>> begin DATA FOR THIS EXERCISE
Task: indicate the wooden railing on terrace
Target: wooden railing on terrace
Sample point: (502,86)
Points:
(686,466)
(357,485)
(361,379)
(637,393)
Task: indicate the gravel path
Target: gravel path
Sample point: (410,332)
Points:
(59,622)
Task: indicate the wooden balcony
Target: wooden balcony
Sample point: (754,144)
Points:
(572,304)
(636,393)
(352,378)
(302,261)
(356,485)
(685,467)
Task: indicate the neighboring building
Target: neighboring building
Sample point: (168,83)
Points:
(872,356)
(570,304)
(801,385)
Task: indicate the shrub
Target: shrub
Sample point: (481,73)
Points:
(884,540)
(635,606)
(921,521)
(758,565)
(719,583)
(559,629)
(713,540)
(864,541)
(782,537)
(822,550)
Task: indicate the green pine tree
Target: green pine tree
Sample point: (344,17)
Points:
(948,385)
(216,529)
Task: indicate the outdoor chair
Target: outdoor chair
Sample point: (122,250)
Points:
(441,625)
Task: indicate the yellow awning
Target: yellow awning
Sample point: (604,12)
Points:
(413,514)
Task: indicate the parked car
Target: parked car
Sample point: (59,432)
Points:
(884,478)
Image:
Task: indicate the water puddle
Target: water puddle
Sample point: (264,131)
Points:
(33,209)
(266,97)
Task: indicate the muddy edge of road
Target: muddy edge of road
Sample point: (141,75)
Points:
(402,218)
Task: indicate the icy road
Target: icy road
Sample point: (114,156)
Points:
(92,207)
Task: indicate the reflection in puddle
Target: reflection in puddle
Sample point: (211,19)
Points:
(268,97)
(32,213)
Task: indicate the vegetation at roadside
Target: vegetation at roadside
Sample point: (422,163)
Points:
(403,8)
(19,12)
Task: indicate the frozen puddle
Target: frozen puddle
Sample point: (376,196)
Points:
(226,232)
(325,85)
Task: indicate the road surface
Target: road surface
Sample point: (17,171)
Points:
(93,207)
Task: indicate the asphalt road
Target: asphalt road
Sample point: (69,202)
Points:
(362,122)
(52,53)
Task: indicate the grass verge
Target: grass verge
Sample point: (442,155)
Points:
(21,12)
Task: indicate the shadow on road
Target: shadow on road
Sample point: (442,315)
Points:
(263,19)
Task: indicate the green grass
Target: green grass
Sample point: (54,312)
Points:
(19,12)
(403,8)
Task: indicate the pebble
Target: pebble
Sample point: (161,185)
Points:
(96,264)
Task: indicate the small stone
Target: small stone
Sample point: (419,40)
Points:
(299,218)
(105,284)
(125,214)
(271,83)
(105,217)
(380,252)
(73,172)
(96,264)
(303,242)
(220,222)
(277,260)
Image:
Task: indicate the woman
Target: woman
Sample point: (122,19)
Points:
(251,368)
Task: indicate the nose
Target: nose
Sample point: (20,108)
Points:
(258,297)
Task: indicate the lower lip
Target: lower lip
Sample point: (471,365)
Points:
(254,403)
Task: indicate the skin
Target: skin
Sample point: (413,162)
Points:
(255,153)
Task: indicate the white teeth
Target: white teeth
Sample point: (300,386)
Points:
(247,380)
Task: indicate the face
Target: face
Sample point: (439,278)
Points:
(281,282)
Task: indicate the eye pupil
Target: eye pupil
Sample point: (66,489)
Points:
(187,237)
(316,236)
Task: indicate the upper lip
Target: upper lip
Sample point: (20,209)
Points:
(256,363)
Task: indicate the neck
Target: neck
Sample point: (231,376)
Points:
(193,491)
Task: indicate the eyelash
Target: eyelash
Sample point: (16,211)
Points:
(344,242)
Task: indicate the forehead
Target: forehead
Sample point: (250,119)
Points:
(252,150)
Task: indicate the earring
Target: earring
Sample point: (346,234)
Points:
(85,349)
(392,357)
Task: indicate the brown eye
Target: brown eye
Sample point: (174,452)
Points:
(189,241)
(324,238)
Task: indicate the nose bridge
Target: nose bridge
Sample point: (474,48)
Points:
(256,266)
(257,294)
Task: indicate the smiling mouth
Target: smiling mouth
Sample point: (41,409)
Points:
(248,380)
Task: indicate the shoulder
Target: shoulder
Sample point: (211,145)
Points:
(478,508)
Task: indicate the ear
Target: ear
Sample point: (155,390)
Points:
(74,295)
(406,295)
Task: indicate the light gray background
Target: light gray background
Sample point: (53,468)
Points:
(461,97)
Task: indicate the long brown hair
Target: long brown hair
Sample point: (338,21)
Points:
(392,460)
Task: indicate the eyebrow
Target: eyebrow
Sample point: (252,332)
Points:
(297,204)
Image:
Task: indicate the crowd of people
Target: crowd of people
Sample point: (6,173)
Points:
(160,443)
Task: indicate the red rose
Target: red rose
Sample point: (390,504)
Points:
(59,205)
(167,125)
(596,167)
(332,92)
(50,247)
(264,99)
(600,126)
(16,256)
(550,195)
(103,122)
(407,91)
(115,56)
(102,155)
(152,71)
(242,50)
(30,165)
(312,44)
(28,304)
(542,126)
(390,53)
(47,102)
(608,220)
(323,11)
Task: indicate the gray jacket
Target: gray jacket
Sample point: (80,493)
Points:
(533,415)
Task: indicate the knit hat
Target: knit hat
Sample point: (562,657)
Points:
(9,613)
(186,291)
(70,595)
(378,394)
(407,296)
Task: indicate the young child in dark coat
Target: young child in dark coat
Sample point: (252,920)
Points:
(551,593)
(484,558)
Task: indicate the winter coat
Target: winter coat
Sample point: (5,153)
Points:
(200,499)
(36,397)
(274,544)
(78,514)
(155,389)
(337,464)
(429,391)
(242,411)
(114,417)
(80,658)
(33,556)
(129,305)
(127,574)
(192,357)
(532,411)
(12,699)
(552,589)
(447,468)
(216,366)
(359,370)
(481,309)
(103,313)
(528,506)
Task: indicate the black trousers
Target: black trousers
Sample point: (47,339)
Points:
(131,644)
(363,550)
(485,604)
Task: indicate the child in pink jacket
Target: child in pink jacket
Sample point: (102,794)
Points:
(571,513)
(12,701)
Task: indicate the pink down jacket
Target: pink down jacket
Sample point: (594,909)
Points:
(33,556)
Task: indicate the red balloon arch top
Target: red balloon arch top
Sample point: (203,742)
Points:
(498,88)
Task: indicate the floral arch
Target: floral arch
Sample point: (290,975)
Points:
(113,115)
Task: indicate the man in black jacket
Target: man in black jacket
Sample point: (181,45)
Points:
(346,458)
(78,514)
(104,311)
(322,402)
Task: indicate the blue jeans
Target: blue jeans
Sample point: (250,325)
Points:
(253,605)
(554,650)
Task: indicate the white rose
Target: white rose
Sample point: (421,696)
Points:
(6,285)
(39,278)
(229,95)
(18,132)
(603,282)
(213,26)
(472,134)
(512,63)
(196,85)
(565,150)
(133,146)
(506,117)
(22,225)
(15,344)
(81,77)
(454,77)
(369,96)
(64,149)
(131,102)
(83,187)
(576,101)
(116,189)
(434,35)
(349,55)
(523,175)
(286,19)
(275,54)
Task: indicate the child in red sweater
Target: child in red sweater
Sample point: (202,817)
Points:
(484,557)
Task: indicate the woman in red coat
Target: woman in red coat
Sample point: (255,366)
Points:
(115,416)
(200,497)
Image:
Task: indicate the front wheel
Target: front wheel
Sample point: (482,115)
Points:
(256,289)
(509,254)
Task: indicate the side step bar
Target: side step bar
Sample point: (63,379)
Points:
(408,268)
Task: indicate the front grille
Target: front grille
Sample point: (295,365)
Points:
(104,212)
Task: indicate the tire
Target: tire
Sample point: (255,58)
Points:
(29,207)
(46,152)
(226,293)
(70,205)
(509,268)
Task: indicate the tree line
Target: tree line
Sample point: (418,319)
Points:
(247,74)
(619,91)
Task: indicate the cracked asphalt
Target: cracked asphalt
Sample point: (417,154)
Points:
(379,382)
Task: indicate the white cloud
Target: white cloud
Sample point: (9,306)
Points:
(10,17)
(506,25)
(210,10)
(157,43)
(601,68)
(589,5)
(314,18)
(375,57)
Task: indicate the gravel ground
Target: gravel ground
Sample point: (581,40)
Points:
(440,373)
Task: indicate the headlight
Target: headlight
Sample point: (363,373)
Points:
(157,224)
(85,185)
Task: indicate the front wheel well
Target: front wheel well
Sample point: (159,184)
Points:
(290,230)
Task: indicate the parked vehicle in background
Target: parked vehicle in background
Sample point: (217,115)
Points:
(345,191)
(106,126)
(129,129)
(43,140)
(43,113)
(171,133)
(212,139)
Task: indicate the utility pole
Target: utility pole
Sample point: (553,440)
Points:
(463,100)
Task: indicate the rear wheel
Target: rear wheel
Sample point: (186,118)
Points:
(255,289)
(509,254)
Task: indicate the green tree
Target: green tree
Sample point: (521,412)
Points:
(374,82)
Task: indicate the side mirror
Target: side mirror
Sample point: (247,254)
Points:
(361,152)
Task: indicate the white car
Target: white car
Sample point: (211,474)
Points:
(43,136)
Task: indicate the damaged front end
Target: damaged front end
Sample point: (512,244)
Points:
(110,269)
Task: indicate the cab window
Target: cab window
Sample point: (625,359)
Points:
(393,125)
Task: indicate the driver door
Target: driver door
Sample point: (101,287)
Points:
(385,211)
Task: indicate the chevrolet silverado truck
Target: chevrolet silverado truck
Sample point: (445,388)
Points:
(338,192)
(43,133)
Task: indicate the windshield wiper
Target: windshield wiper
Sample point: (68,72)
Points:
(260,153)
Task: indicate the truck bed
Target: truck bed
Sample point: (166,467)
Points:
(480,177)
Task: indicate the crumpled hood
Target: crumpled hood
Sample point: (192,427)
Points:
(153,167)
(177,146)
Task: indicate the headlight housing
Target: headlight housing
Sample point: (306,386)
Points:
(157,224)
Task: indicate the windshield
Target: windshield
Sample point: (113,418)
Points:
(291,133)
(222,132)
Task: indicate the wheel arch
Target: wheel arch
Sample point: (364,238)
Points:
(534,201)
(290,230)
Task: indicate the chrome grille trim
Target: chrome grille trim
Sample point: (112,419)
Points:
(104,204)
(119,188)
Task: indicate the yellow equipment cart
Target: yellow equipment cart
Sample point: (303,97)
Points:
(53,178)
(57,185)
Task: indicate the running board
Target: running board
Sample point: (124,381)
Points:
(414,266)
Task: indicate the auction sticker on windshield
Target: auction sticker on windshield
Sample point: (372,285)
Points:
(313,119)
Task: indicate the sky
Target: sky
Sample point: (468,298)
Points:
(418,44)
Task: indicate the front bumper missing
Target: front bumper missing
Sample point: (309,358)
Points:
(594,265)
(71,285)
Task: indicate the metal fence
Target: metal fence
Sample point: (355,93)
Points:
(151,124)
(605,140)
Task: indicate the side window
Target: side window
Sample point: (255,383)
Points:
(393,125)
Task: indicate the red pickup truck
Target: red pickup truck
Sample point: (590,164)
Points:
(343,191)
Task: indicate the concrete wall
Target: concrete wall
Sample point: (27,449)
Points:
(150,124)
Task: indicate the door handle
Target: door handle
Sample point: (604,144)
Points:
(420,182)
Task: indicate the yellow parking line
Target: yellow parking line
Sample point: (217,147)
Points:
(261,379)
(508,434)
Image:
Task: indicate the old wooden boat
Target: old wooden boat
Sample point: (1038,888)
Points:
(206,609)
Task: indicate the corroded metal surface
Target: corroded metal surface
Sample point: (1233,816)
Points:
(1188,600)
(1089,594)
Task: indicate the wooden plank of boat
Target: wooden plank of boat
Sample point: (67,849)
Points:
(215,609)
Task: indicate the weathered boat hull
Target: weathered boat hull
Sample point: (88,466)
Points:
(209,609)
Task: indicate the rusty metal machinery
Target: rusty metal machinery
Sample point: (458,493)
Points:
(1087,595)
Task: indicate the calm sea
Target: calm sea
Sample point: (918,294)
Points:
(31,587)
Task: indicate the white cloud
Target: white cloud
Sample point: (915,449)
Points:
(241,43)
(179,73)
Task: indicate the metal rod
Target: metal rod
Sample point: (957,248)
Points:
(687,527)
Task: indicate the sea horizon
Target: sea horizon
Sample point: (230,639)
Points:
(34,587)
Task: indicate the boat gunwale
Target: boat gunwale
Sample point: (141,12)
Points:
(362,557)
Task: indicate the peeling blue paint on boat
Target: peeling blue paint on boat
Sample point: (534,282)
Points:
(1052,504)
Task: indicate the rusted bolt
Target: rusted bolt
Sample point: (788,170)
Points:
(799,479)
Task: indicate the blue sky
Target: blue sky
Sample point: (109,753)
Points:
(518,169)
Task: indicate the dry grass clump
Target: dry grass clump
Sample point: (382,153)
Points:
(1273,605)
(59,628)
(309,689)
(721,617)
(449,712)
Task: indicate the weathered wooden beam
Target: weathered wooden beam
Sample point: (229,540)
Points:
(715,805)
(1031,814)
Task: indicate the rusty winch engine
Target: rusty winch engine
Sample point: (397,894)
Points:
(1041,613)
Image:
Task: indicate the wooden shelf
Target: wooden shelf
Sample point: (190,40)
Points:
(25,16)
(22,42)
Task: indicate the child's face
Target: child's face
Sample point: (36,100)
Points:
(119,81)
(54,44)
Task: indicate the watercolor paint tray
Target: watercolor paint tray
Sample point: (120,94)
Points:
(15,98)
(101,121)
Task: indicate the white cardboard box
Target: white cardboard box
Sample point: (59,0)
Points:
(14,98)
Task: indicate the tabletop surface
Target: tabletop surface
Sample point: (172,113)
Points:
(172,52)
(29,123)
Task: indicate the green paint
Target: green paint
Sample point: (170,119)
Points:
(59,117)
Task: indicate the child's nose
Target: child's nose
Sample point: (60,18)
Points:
>> end DATA FOR THIS EXERCISE
BRIEF: Each line from the one with "Task: indicate the sea horizon" through the last line of the records must be written out word for word. Include nothing else.

TASK RESULT:
Task: indicate the sea horizon
Target: sea horizon
Sample point: (230,639)
Points:
(34,587)
Task: indicate the boat gunwale
Target: boat gunwale
Sample point: (141,12)
Points:
(362,557)
Task: indicate the peeling blue paint on boat
Target: peeling blue paint on boat
Sample point: (534,282)
Points:
(1052,504)
Task: indicate the rusted bolt
Target: rusted bolt
Sample point: (788,170)
Points:
(799,479)
Task: indicate the blue sky
Target: blue sky
Sample point: (109,753)
Points:
(518,169)
Task: indicate the dry grass clump
Target: dry grass clump
Sample point: (382,153)
Points:
(1273,605)
(59,628)
(309,689)
(721,617)
(449,712)
Task: indicate the weathered wooden beam
Target: weathered wooden beam
Sample point: (229,540)
Points:
(715,805)
(1031,814)
Task: indicate the rusty winch engine
Target: rusty winch engine
Sample point: (397,894)
Points:
(1041,613)
Image:
Task: indicate the wooden shelf
Target: wooden shelf
Sample point: (190,40)
Points:
(25,16)
(22,42)
Task: indicate the child's face
Target: child's face
Sample point: (36,100)
Points:
(119,81)
(54,44)
Task: indicate the watercolor paint tray
Target: watercolor paint tray
Sample point: (120,94)
Points:
(15,98)
(101,121)
Task: indicate the white cardboard box
Target: white cardboard box
Sample point: (59,0)
Points:
(14,98)
Task: indicate the tabletop surface
Target: tabletop surface
Sample point: (172,113)
Points:
(172,52)
(29,123)
Task: indicate the green paint
Target: green paint
Sample point: (170,119)
Points:
(59,117)
Task: indicate the child's nose
Target: child's nose
Sample point: (60,18)
Points:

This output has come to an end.